[Dataset excerpt]
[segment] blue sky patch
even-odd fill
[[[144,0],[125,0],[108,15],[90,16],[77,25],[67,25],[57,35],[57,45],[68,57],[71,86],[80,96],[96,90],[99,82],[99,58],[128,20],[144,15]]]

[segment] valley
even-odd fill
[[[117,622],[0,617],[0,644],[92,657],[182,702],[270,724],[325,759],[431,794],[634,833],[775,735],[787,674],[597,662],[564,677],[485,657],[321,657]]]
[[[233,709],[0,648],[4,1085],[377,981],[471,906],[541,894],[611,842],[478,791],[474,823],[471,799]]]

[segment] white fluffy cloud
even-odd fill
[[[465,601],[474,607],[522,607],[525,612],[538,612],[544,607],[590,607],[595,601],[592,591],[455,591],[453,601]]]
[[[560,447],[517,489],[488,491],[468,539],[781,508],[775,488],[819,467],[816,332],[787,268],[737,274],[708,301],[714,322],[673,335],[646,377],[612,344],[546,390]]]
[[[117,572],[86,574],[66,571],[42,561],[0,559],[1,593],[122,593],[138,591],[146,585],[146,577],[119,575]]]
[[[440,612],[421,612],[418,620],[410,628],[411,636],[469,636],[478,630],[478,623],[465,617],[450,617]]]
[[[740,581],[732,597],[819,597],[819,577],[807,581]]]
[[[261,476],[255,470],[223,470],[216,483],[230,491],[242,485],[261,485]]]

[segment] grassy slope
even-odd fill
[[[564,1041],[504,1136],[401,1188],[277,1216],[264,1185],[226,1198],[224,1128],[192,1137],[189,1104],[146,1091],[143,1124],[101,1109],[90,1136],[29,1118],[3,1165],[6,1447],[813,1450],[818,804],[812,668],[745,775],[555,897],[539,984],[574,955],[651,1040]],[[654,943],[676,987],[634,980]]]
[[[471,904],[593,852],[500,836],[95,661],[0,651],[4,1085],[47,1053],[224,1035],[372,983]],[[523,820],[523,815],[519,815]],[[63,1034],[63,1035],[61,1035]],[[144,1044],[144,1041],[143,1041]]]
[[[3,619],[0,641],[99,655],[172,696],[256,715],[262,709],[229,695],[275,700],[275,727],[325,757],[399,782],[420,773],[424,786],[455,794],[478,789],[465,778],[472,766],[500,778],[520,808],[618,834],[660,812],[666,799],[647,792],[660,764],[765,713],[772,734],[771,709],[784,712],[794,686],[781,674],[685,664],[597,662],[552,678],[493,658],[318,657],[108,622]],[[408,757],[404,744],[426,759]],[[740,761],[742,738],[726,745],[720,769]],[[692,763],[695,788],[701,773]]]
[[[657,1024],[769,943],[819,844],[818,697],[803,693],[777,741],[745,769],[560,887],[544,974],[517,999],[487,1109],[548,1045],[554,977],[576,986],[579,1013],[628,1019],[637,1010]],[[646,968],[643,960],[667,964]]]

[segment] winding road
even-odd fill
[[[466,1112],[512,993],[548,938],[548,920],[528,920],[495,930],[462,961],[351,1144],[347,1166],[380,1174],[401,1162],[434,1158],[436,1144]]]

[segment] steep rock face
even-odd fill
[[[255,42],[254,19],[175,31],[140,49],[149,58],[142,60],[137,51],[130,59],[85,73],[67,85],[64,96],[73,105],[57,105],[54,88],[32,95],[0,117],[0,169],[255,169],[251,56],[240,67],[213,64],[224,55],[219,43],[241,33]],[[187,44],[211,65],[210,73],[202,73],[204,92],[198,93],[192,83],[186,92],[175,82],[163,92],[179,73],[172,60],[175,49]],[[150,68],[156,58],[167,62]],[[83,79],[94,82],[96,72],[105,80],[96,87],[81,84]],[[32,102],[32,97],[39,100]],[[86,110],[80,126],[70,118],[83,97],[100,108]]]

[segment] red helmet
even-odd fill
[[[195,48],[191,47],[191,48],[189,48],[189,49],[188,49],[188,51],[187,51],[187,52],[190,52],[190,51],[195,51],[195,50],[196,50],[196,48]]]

=== INSTRUCTION ===
Transcribe every one of the lines above verbatim, with no alterations.

=== CORRECT RESPONSE ===
[segment] blue sky patch
even-odd fill
[[[144,0],[125,0],[108,15],[90,16],[77,25],[67,25],[57,35],[57,45],[68,57],[71,86],[80,96],[96,90],[99,82],[99,58],[128,20],[144,15]]]

[segment] valley
even-odd fill
[[[117,622],[0,617],[0,644],[92,657],[182,702],[270,724],[325,759],[431,794],[634,833],[775,735],[787,674],[597,662],[564,677],[485,657],[321,657]]]
[[[233,709],[0,648],[4,1085],[377,981],[471,906],[541,894],[611,842],[478,791],[474,823],[471,799]]]

[segment] white fluffy cloud
even-odd fill
[[[465,601],[474,607],[522,607],[525,612],[538,612],[544,607],[590,607],[595,601],[592,591],[455,591],[453,601]]]
[[[560,447],[517,489],[488,491],[468,539],[781,508],[775,488],[819,467],[816,332],[787,268],[737,274],[708,301],[714,322],[673,335],[646,377],[612,344],[546,390]]]
[[[117,572],[86,574],[66,571],[42,561],[0,559],[1,593],[122,593],[138,591],[146,585],[146,577],[119,575]]]
[[[440,612],[421,612],[418,620],[410,628],[411,636],[469,636],[478,630],[478,623],[465,617],[450,617]]]
[[[740,581],[732,597],[819,597],[819,577],[807,581]]]
[[[261,476],[255,470],[223,470],[216,483],[230,491],[242,485],[261,485]]]

[segment] grassy slope
even-odd fill
[[[564,1041],[504,1136],[401,1188],[277,1216],[264,1185],[226,1198],[224,1128],[192,1137],[189,1104],[146,1091],[143,1124],[101,1109],[90,1136],[29,1118],[3,1165],[6,1447],[813,1450],[818,804],[812,668],[745,775],[555,897],[539,984],[574,955],[651,1040]],[[654,943],[676,987],[634,980]]]
[[[471,904],[593,852],[500,836],[95,661],[0,651],[4,1085],[47,1053],[224,1035],[372,983]],[[523,820],[523,815],[519,815]],[[63,1034],[63,1035],[61,1035]],[[144,1044],[144,1041],[143,1041]]]
[[[3,619],[0,641],[99,655],[172,696],[256,715],[262,709],[229,695],[275,700],[275,727],[325,757],[399,782],[420,773],[424,786],[455,794],[478,789],[465,778],[472,766],[500,778],[520,808],[618,834],[660,812],[666,799],[647,792],[660,764],[765,713],[772,734],[771,709],[784,712],[794,686],[781,674],[685,664],[597,662],[552,678],[493,658],[318,657],[108,622]],[[408,757],[404,744],[426,759]],[[740,761],[742,738],[726,745],[720,769]],[[692,763],[695,788],[701,773]]]
[[[657,1024],[769,943],[819,844],[818,697],[803,693],[777,741],[745,769],[560,887],[544,974],[517,999],[487,1109],[548,1045],[554,977],[576,986],[579,1013],[628,1019],[637,1010]],[[646,968],[643,960],[667,964]]]

[segment] winding road
even-odd fill
[[[466,1112],[512,993],[548,938],[548,920],[528,920],[495,930],[462,961],[351,1144],[347,1166],[380,1174],[401,1162],[434,1158],[436,1144]]]

[segment] steep rock face
even-odd fill
[[[255,42],[254,19],[175,31],[140,49],[149,58],[142,60],[137,51],[130,59],[85,73],[67,85],[64,96],[73,105],[57,105],[54,88],[32,95],[0,117],[0,169],[255,169],[251,56],[240,67],[213,64],[224,55],[219,43],[241,33]],[[187,44],[211,65],[210,73],[202,73],[204,92],[198,93],[192,83],[186,92],[175,82],[163,92],[179,73],[172,60],[175,49]],[[150,68],[156,58],[167,62]],[[83,79],[94,82],[96,72],[105,80],[96,87],[81,84]],[[32,102],[32,97],[39,100]],[[86,110],[80,126],[70,118],[83,97],[100,108]]]

[segment] red helmet
even-odd fill
[[[195,48],[191,47],[191,48],[189,48],[189,49],[188,49],[188,51],[187,51],[187,52],[190,52],[190,51],[195,51],[195,50],[196,50],[196,48]]]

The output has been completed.